(Requirement): An exact copy of the listing below is required, minus its pictures.

Exercise data Block Start

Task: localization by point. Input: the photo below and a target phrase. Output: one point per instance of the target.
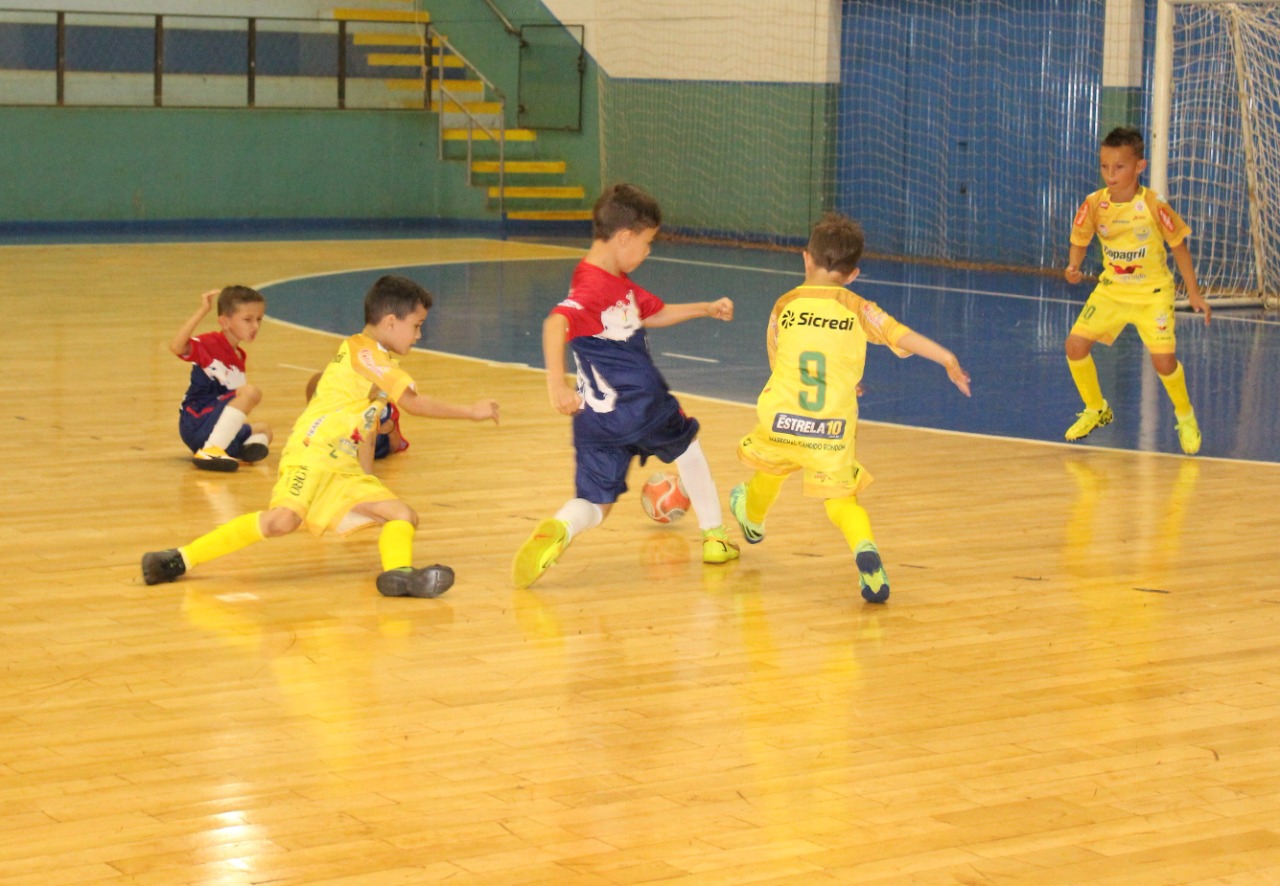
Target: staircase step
(469, 106)
(512, 135)
(382, 16)
(370, 39)
(461, 86)
(551, 215)
(406, 83)
(567, 192)
(521, 167)
(394, 60)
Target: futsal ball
(664, 498)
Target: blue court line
(1010, 342)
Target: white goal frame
(1265, 291)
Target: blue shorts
(196, 425)
(602, 470)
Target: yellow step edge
(370, 39)
(551, 215)
(394, 60)
(480, 135)
(380, 16)
(456, 86)
(526, 167)
(568, 192)
(472, 106)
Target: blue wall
(969, 135)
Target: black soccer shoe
(160, 566)
(251, 452)
(871, 574)
(428, 581)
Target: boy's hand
(1200, 305)
(721, 310)
(565, 398)
(959, 378)
(484, 410)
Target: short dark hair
(1127, 137)
(233, 296)
(836, 243)
(624, 208)
(394, 295)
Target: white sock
(696, 476)
(580, 515)
(225, 428)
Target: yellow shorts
(828, 473)
(324, 498)
(1105, 316)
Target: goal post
(1215, 132)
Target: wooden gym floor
(1075, 681)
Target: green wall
(128, 164)
(97, 164)
(699, 147)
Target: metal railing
(474, 123)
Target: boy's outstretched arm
(1183, 259)
(565, 398)
(182, 338)
(430, 407)
(670, 315)
(931, 350)
(1074, 257)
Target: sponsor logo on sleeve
(368, 361)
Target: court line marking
(524, 366)
(689, 356)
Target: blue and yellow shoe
(539, 552)
(752, 531)
(871, 574)
(1089, 420)
(717, 548)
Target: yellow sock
(1175, 383)
(850, 519)
(396, 544)
(760, 493)
(1086, 375)
(228, 538)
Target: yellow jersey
(817, 343)
(346, 406)
(1132, 237)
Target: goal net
(1223, 145)
(961, 132)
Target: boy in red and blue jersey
(621, 405)
(213, 419)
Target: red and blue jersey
(622, 392)
(216, 371)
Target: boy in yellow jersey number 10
(1133, 225)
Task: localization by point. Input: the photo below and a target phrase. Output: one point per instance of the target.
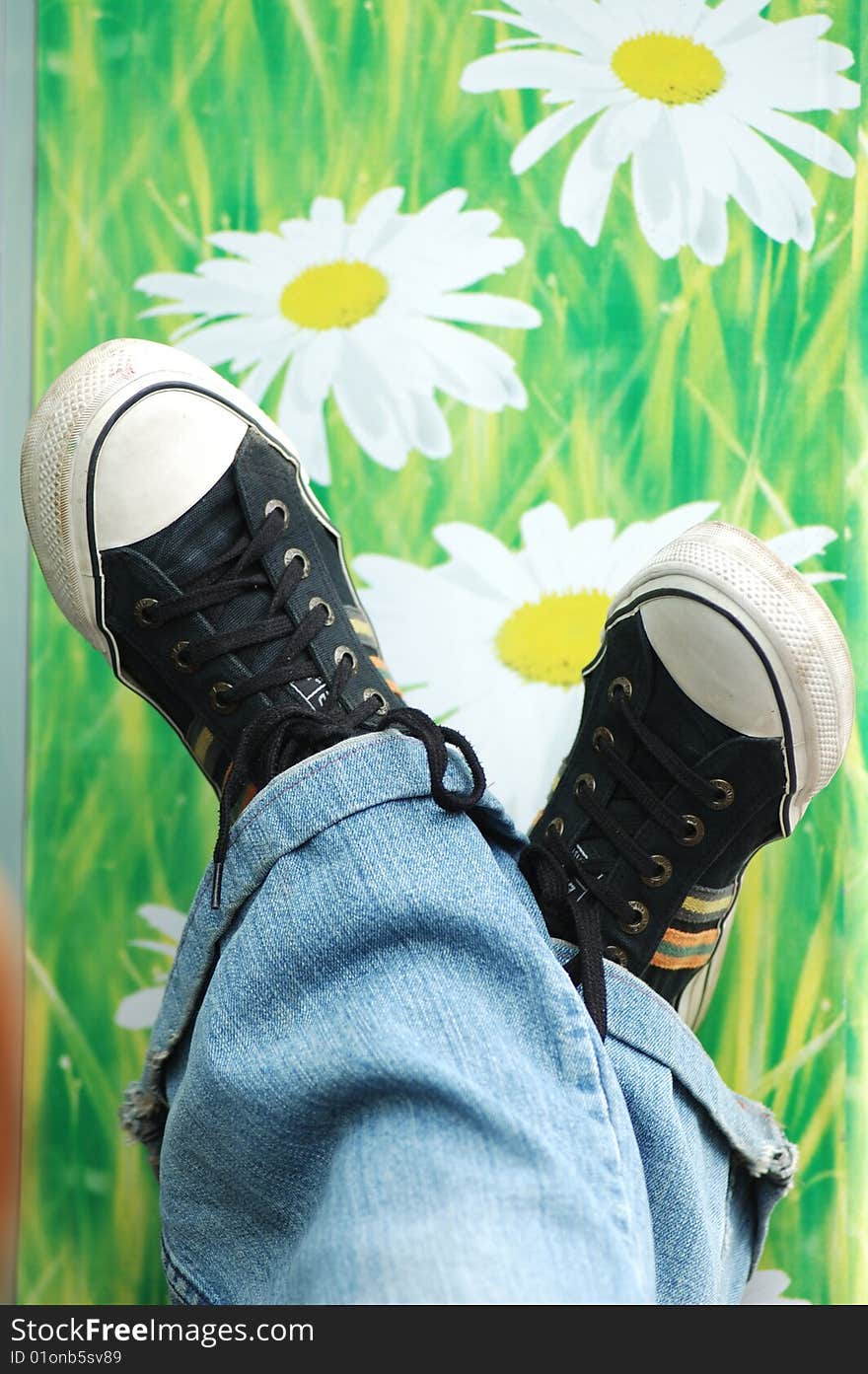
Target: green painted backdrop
(650, 384)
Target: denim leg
(382, 1086)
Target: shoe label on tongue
(314, 691)
(576, 888)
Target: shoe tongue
(688, 730)
(187, 551)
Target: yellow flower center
(334, 296)
(664, 66)
(552, 639)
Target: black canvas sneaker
(178, 532)
(721, 701)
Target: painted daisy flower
(689, 94)
(139, 1010)
(766, 1287)
(367, 311)
(496, 639)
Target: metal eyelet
(291, 554)
(219, 698)
(616, 955)
(664, 871)
(643, 915)
(695, 831)
(277, 506)
(140, 612)
(341, 653)
(181, 658)
(318, 601)
(368, 695)
(619, 687)
(725, 793)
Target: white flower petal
(545, 536)
(807, 140)
(305, 427)
(468, 367)
(371, 408)
(769, 189)
(641, 541)
(728, 18)
(139, 1010)
(798, 544)
(385, 370)
(709, 237)
(578, 24)
(524, 70)
(660, 192)
(551, 131)
(587, 185)
(507, 581)
(481, 308)
(375, 219)
(165, 919)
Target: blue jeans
(382, 1087)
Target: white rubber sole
(797, 635)
(58, 459)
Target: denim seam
(581, 1031)
(175, 1272)
(297, 779)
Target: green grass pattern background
(650, 384)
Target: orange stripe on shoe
(665, 961)
(689, 939)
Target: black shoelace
(284, 733)
(566, 884)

Exercise data Block End

(Solution for this task):
Task: localization by point. Input: the photo below and a target phrase. Output: one point per instance of the target.
Target: staircase step
(469, 106)
(512, 135)
(382, 16)
(370, 39)
(461, 86)
(551, 215)
(406, 83)
(567, 192)
(521, 167)
(394, 60)
Target: futsal ball
(664, 498)
Target: blue court line
(1010, 342)
Target: white goal frame
(1265, 291)
Target: blue shorts
(196, 425)
(602, 470)
Target: yellow step edge
(370, 39)
(551, 215)
(394, 60)
(480, 135)
(380, 16)
(456, 86)
(526, 167)
(568, 192)
(472, 106)
Target: blue wall
(969, 135)
Target: black soccer shoe
(160, 566)
(251, 452)
(871, 574)
(428, 581)
Target: boy's hand
(1200, 305)
(721, 310)
(565, 398)
(959, 378)
(484, 410)
Target: short dark hair
(1127, 137)
(233, 296)
(836, 243)
(624, 208)
(394, 295)
Target: white sock
(696, 476)
(580, 515)
(225, 428)
Target: yellow shorts
(828, 473)
(324, 498)
(1105, 316)
Target: goal post
(1215, 132)
Target: wooden gym floor
(1075, 681)
Target: green wall
(128, 164)
(97, 164)
(699, 147)
Target: metal railing
(474, 123)
Target: boy's outstretched arm
(1183, 259)
(565, 398)
(182, 338)
(430, 407)
(670, 315)
(931, 350)
(1074, 257)
Target: sponsor logo on sleeve
(368, 361)
Target: court line marking
(524, 366)
(689, 356)
Target: blue and yellow shoe
(539, 552)
(752, 531)
(871, 574)
(1089, 420)
(717, 548)
Target: yellow sock
(1175, 383)
(850, 519)
(396, 544)
(760, 493)
(1086, 375)
(228, 538)
Target: yellow jersey
(817, 343)
(346, 406)
(1132, 237)
Target: goal net
(1223, 145)
(961, 132)
Target: boy in red and blue jersey
(621, 405)
(213, 419)
Target: red and blue jersey
(622, 392)
(216, 371)
Target: boy in yellow jersey number 10
(1133, 225)
Task: localization by point. Input: the photo below and a target phrase. Output: one point per instance of the target.
Target: green painted backdrop
(650, 384)
Target: denim leg
(382, 1086)
Target: shoe label on tongue
(314, 691)
(576, 888)
Target: shoe tongue
(688, 730)
(187, 551)
Target: yellow flower center
(334, 296)
(664, 66)
(552, 639)
Target: black canvas sneaker
(178, 532)
(721, 701)
Target: painted daisy flower
(689, 94)
(139, 1010)
(766, 1287)
(367, 311)
(496, 639)
Target: metal eyelet
(291, 554)
(219, 698)
(616, 955)
(664, 871)
(643, 915)
(695, 831)
(277, 506)
(140, 612)
(341, 653)
(181, 658)
(318, 601)
(368, 695)
(619, 687)
(725, 793)
Target: white flower petal
(545, 536)
(807, 140)
(305, 427)
(468, 367)
(371, 408)
(769, 189)
(641, 541)
(728, 18)
(139, 1010)
(798, 544)
(385, 370)
(709, 237)
(578, 24)
(524, 70)
(660, 192)
(551, 131)
(587, 185)
(507, 581)
(481, 308)
(375, 219)
(165, 919)
Target: blue jeans
(382, 1087)
Target: white rubber sole
(797, 635)
(58, 459)
Target: denim seam
(581, 1031)
(175, 1272)
(297, 779)
Target: green grass pattern background
(650, 384)
Target: orange stripe on shoe
(665, 961)
(689, 939)
Target: black shoelace
(284, 733)
(566, 884)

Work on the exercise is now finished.